■ **What this task involves**
Shift every coordinate in the answers of the data below by adding 131 to each number, and write out all the other lines of the data unchanged. Leave the pictures out.

##### Data

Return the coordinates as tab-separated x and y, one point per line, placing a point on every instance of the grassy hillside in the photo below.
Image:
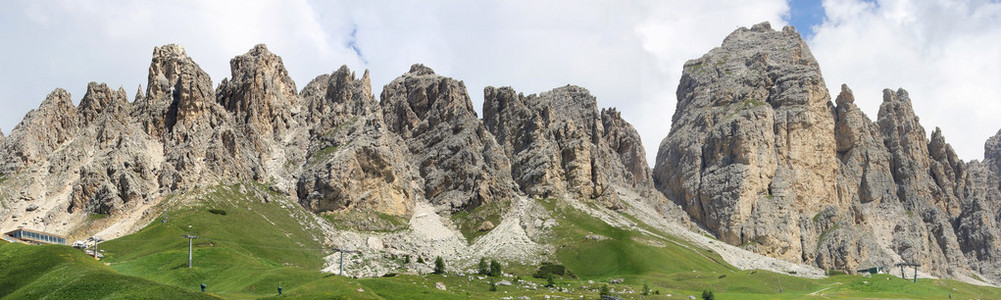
61	272
245	245
249	247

##########

■ **Written solution**
Return the coordinates as tab-separated x and y, one point per line, placing a point on every instance of the grassy hillside in the photo below.
Image:
192	403
376	376
380	378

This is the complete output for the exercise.